For the material below, return exactly the lines starting at the one holding "Target: front door" and ending at the one holding "Target: arched entryway", counting both as part of the range.
RECORDS TO USE: Begin
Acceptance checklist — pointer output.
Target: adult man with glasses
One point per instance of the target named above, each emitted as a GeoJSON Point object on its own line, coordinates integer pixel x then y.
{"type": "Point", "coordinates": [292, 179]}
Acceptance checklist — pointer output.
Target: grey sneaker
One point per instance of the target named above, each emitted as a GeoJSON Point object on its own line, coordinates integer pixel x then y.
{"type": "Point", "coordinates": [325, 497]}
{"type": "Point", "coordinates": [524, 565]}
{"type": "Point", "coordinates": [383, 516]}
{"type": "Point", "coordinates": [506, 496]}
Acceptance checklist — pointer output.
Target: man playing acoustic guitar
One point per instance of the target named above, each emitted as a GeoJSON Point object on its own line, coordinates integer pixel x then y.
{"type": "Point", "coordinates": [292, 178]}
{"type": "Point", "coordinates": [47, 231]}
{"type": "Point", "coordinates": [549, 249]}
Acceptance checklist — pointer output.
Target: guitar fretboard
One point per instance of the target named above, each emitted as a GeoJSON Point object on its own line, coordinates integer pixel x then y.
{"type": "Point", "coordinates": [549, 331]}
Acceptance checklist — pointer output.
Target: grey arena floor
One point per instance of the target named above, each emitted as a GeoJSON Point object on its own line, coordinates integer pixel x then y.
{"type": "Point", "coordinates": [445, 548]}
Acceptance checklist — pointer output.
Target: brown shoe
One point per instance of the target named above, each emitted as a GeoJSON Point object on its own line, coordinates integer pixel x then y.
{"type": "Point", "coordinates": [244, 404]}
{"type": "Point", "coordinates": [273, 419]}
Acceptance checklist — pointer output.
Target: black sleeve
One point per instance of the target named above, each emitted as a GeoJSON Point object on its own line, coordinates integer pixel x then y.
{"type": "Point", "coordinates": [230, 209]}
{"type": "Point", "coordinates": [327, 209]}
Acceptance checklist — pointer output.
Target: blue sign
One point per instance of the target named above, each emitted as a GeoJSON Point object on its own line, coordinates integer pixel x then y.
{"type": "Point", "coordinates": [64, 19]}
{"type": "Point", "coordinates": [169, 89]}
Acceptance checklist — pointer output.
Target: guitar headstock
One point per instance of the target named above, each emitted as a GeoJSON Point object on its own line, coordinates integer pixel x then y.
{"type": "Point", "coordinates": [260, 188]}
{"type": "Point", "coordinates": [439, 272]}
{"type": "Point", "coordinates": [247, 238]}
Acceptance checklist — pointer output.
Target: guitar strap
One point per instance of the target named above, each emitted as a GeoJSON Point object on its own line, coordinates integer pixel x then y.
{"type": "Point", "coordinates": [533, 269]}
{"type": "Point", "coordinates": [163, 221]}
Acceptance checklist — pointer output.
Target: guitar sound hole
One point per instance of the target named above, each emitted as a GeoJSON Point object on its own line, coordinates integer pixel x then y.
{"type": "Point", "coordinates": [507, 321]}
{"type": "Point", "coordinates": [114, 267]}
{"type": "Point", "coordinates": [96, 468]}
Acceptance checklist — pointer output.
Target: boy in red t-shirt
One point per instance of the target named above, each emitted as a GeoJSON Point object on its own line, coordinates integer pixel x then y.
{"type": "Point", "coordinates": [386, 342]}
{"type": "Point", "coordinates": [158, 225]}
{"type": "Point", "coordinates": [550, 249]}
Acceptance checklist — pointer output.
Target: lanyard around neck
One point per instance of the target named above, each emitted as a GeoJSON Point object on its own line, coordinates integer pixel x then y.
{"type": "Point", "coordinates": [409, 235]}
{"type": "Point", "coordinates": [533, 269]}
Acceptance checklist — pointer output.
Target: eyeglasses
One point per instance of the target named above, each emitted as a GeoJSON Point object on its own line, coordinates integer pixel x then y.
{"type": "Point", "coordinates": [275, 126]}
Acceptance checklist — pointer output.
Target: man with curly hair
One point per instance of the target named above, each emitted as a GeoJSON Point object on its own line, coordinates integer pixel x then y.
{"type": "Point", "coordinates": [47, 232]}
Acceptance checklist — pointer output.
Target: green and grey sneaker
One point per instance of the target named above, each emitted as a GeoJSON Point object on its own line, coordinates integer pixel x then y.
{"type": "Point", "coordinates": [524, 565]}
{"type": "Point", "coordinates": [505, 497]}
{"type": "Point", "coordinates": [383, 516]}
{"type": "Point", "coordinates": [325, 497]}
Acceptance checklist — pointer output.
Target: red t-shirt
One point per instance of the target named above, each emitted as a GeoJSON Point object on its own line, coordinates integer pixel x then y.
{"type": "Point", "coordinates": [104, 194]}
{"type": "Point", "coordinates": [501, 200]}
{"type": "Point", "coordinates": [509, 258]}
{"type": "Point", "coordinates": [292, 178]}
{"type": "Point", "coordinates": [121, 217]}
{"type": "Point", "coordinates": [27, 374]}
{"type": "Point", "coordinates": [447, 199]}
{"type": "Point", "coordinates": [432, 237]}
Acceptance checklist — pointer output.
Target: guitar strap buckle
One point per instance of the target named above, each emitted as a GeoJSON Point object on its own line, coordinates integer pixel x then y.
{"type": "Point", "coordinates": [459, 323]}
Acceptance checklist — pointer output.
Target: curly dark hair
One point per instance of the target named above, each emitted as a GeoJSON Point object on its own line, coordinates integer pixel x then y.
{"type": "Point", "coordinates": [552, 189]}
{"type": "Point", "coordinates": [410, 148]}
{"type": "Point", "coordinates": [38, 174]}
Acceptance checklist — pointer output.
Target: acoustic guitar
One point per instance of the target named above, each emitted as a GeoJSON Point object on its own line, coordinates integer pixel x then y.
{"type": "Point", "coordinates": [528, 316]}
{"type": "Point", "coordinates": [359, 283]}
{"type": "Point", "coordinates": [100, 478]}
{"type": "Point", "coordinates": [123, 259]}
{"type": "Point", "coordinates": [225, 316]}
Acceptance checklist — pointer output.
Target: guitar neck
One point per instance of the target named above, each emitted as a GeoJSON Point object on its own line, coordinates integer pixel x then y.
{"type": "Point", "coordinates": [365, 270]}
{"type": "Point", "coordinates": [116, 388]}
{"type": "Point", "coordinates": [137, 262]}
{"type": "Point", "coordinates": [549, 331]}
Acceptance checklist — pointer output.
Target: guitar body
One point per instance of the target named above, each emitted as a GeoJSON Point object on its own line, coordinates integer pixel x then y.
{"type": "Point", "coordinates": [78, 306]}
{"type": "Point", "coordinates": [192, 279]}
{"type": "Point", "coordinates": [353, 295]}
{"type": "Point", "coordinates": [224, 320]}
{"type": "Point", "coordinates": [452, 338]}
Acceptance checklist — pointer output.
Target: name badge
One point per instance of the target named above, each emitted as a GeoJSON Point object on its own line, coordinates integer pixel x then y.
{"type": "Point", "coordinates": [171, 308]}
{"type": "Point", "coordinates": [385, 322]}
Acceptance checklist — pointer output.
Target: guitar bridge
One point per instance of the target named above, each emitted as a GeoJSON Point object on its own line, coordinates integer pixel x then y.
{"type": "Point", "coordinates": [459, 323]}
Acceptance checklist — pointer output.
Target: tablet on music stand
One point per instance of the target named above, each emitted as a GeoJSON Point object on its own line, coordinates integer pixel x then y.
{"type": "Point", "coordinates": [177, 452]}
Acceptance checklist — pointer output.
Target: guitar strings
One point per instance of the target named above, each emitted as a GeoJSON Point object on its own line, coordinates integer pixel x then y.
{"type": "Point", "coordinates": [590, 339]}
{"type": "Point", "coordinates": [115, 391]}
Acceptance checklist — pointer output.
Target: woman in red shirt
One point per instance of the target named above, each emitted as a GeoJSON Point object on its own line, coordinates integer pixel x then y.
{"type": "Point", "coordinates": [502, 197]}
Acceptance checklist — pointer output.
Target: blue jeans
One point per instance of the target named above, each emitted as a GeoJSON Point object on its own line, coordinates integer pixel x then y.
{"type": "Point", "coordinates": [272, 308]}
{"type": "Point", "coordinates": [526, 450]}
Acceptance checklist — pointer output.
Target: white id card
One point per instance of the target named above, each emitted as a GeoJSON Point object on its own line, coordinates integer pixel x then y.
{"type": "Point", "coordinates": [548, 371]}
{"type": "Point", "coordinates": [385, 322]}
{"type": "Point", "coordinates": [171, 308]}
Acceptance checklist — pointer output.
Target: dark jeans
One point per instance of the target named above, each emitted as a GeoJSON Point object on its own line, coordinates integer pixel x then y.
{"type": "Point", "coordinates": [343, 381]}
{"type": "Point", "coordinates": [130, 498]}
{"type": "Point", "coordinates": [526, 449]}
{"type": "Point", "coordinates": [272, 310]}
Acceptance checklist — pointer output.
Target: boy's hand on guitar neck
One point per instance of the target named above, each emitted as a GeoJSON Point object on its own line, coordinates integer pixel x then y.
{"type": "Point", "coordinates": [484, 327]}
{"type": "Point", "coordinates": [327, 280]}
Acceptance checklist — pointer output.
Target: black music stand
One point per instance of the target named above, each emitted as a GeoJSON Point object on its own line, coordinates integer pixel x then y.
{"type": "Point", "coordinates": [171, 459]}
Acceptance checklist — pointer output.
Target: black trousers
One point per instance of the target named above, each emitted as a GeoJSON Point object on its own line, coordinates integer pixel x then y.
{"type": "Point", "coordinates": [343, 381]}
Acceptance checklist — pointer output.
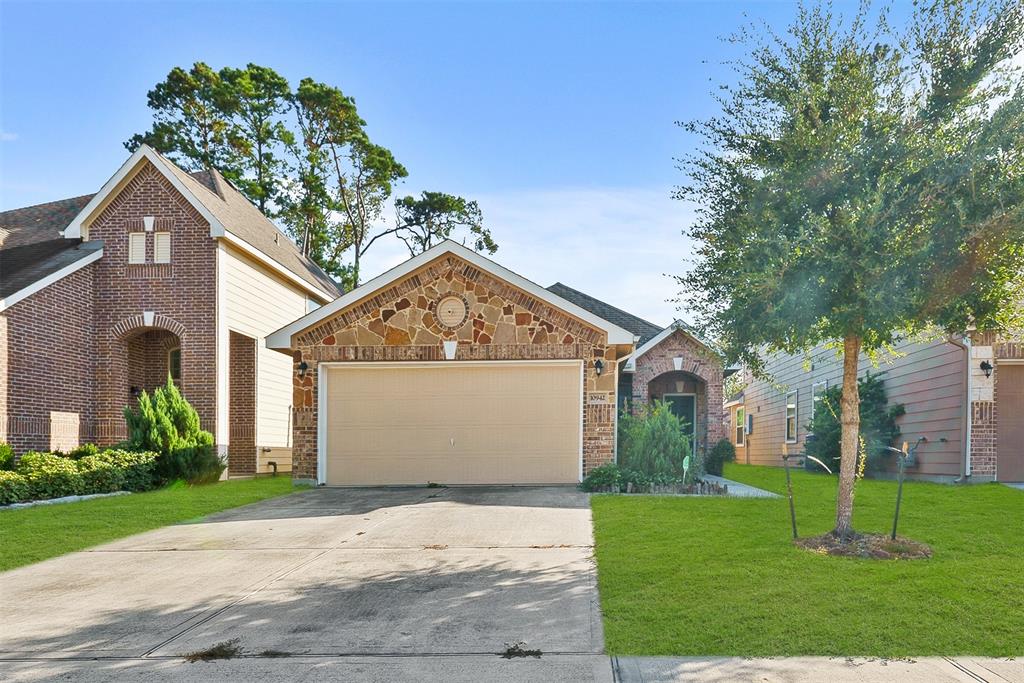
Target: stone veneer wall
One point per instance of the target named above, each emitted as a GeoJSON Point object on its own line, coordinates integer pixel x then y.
{"type": "Point", "coordinates": [505, 324]}
{"type": "Point", "coordinates": [699, 363]}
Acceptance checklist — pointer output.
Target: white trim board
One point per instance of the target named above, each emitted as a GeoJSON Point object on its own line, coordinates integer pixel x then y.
{"type": "Point", "coordinates": [282, 339]}
{"type": "Point", "coordinates": [43, 283]}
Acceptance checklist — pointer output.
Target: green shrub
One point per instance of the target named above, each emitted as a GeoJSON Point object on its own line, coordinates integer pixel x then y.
{"type": "Point", "coordinates": [652, 442]}
{"type": "Point", "coordinates": [167, 424]}
{"type": "Point", "coordinates": [6, 457]}
{"type": "Point", "coordinates": [13, 487]}
{"type": "Point", "coordinates": [603, 477]}
{"type": "Point", "coordinates": [138, 467]}
{"type": "Point", "coordinates": [49, 475]}
{"type": "Point", "coordinates": [722, 453]}
{"type": "Point", "coordinates": [83, 451]}
{"type": "Point", "coordinates": [99, 475]}
{"type": "Point", "coordinates": [878, 424]}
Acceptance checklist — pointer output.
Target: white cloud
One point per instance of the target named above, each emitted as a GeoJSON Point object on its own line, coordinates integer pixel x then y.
{"type": "Point", "coordinates": [613, 244]}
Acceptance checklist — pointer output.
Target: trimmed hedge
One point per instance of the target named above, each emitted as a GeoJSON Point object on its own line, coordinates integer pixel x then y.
{"type": "Point", "coordinates": [13, 487]}
{"type": "Point", "coordinates": [45, 475]}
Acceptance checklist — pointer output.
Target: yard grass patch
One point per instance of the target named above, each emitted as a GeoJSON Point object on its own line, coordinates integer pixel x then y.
{"type": "Point", "coordinates": [32, 535]}
{"type": "Point", "coordinates": [720, 577]}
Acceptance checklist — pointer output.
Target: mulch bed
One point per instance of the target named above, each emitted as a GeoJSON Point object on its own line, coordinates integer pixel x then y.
{"type": "Point", "coordinates": [870, 546]}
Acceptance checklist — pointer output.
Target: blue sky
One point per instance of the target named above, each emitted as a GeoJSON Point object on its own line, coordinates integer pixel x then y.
{"type": "Point", "coordinates": [557, 118]}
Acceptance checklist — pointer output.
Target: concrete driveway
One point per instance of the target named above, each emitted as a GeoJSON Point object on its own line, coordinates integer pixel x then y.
{"type": "Point", "coordinates": [385, 584]}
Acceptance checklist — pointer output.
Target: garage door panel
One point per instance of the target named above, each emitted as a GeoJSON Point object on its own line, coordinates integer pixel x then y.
{"type": "Point", "coordinates": [453, 423]}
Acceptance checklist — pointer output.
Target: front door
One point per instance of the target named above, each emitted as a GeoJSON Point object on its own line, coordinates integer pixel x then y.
{"type": "Point", "coordinates": [684, 406]}
{"type": "Point", "coordinates": [1010, 422]}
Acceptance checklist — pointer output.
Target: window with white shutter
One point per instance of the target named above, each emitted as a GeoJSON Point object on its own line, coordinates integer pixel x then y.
{"type": "Point", "coordinates": [162, 248]}
{"type": "Point", "coordinates": [136, 247]}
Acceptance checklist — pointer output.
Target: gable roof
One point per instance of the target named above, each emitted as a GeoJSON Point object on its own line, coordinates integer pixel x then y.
{"type": "Point", "coordinates": [230, 216]}
{"type": "Point", "coordinates": [282, 339]}
{"type": "Point", "coordinates": [637, 326]}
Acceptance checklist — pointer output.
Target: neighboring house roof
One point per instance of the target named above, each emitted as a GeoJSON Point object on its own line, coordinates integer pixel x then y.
{"type": "Point", "coordinates": [32, 249]}
{"type": "Point", "coordinates": [637, 326]}
{"type": "Point", "coordinates": [230, 216]}
{"type": "Point", "coordinates": [282, 339]}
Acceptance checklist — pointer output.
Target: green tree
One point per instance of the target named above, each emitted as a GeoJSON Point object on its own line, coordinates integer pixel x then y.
{"type": "Point", "coordinates": [257, 98]}
{"type": "Point", "coordinates": [190, 120]}
{"type": "Point", "coordinates": [860, 183]}
{"type": "Point", "coordinates": [432, 217]}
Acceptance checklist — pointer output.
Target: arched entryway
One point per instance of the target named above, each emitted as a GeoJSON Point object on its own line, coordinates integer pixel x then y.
{"type": "Point", "coordinates": [687, 395]}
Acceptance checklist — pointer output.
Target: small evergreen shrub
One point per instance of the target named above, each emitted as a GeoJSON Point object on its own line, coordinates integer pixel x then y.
{"type": "Point", "coordinates": [878, 425]}
{"type": "Point", "coordinates": [723, 452]}
{"type": "Point", "coordinates": [6, 457]}
{"type": "Point", "coordinates": [167, 424]}
{"type": "Point", "coordinates": [653, 442]}
{"type": "Point", "coordinates": [49, 475]}
{"type": "Point", "coordinates": [13, 487]}
{"type": "Point", "coordinates": [138, 467]}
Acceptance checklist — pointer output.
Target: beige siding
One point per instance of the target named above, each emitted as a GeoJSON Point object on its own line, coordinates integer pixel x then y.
{"type": "Point", "coordinates": [927, 377]}
{"type": "Point", "coordinates": [259, 302]}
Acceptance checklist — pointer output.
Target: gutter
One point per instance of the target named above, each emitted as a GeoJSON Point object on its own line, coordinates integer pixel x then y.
{"type": "Point", "coordinates": [966, 417]}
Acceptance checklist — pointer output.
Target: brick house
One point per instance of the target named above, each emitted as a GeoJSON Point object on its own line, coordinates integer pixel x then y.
{"type": "Point", "coordinates": [160, 272]}
{"type": "Point", "coordinates": [964, 394]}
{"type": "Point", "coordinates": [454, 370]}
{"type": "Point", "coordinates": [671, 364]}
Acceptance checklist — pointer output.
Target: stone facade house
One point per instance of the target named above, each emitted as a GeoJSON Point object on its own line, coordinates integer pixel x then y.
{"type": "Point", "coordinates": [964, 394]}
{"type": "Point", "coordinates": [670, 364]}
{"type": "Point", "coordinates": [452, 369]}
{"type": "Point", "coordinates": [160, 272]}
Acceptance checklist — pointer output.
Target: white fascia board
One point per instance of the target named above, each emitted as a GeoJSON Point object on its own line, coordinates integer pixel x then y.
{"type": "Point", "coordinates": [74, 229]}
{"type": "Point", "coordinates": [282, 339]}
{"type": "Point", "coordinates": [49, 280]}
{"type": "Point", "coordinates": [677, 326]}
{"type": "Point", "coordinates": [256, 254]}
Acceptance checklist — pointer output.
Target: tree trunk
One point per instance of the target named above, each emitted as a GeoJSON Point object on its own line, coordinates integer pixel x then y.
{"type": "Point", "coordinates": [850, 439]}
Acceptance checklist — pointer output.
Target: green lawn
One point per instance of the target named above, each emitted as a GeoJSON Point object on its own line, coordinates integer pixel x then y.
{"type": "Point", "coordinates": [31, 535]}
{"type": "Point", "coordinates": [707, 577]}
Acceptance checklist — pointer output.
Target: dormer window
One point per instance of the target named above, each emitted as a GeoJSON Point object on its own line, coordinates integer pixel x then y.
{"type": "Point", "coordinates": [136, 247]}
{"type": "Point", "coordinates": [162, 248]}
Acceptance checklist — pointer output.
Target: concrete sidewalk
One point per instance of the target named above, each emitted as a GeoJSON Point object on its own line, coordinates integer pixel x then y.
{"type": "Point", "coordinates": [813, 670]}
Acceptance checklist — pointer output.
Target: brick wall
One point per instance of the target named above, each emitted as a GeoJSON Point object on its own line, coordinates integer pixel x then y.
{"type": "Point", "coordinates": [46, 366]}
{"type": "Point", "coordinates": [701, 372]}
{"type": "Point", "coordinates": [504, 324]}
{"type": "Point", "coordinates": [182, 296]}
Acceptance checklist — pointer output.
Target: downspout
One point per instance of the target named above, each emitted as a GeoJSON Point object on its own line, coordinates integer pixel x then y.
{"type": "Point", "coordinates": [966, 417]}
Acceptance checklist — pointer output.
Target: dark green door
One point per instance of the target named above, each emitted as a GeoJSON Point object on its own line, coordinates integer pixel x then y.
{"type": "Point", "coordinates": [685, 407]}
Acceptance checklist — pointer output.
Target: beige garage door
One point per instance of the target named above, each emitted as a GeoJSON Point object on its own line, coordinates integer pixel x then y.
{"type": "Point", "coordinates": [453, 423]}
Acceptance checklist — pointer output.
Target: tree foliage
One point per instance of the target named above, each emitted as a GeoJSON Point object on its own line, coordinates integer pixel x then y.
{"type": "Point", "coordinates": [860, 183]}
{"type": "Point", "coordinates": [304, 157]}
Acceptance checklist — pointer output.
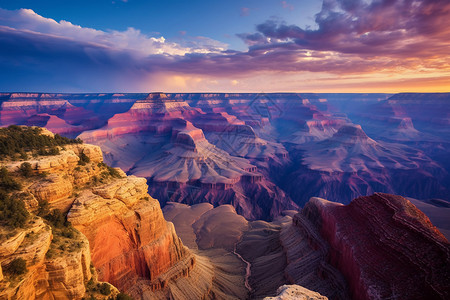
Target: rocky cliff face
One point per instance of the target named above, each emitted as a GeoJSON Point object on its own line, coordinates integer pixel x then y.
{"type": "Point", "coordinates": [52, 274]}
{"type": "Point", "coordinates": [384, 246]}
{"type": "Point", "coordinates": [119, 236]}
{"type": "Point", "coordinates": [292, 292]}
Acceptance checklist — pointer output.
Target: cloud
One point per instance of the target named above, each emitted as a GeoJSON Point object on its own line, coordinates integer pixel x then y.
{"type": "Point", "coordinates": [131, 40]}
{"type": "Point", "coordinates": [352, 38]}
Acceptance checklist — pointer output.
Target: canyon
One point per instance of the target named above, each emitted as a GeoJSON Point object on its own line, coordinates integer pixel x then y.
RECORDS TO USE: End
#### TASK OUTPUT:
Target: front door
One point per instance of the target named above, each emitted as a GeoJSON Point object on its own line, coordinates integer pixel x then y.
{"type": "Point", "coordinates": [684, 406]}
{"type": "Point", "coordinates": [1010, 422]}
Acceptance checklist — pointer output.
Target: window with white shutter
One point per instance of the target named above, each emitted as a GeoJSON Point object on its own line, coordinates integer pixel x then y.
{"type": "Point", "coordinates": [162, 248]}
{"type": "Point", "coordinates": [136, 247]}
Acceptance checklist — pointer output.
Target: gable roof
One point per instance of the target named above, each emitted as a GeoJSON Point object on its own line, coordinates integer pixel x then y.
{"type": "Point", "coordinates": [230, 216]}
{"type": "Point", "coordinates": [282, 339]}
{"type": "Point", "coordinates": [637, 326]}
Acceptance checklist — pointer output.
Target: neighboring house roof
One point per instance of the target named above, each emitted as a GeoJSON Point object on its own line, coordinates integer pixel x then y.
{"type": "Point", "coordinates": [32, 249]}
{"type": "Point", "coordinates": [637, 326]}
{"type": "Point", "coordinates": [230, 216]}
{"type": "Point", "coordinates": [282, 339]}
Acceptance checklist — pointer output.
Target: green tree
One point per instance of the target named above, each emitted as a GeoJSON Point object on its own line, coordinates integer pixel x then y.
{"type": "Point", "coordinates": [257, 98]}
{"type": "Point", "coordinates": [190, 120]}
{"type": "Point", "coordinates": [860, 183]}
{"type": "Point", "coordinates": [432, 217]}
Acceptance checklist — pointer output.
Target: arched entryway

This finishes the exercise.